About this task: Wherever "each" appears in a line of the records below, count that line, and report only the number.

Records to process:
------------------------------------------------------------------------

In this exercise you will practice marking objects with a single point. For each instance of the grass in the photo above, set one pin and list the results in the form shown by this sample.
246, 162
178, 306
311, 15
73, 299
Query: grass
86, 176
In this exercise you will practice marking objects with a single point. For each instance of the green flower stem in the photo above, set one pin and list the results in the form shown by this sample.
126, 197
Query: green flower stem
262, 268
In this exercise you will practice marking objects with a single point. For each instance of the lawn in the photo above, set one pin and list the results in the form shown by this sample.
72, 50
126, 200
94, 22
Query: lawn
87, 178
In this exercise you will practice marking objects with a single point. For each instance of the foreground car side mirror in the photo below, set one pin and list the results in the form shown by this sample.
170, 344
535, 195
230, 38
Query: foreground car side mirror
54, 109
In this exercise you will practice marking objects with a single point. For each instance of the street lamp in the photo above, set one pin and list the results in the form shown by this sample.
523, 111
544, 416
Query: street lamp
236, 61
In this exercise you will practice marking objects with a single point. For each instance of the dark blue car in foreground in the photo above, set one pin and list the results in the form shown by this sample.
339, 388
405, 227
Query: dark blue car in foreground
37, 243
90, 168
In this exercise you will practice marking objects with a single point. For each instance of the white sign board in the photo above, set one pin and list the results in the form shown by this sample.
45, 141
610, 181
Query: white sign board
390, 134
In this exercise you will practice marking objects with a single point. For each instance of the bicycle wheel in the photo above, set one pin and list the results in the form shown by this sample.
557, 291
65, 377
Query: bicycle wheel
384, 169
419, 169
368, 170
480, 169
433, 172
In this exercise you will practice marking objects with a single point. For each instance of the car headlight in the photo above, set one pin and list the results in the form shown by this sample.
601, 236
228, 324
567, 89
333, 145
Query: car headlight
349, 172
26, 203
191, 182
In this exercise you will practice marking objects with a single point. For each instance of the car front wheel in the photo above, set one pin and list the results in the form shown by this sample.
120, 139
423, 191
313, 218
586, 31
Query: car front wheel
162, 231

------------------------------------------------------------------------

Task solution: 10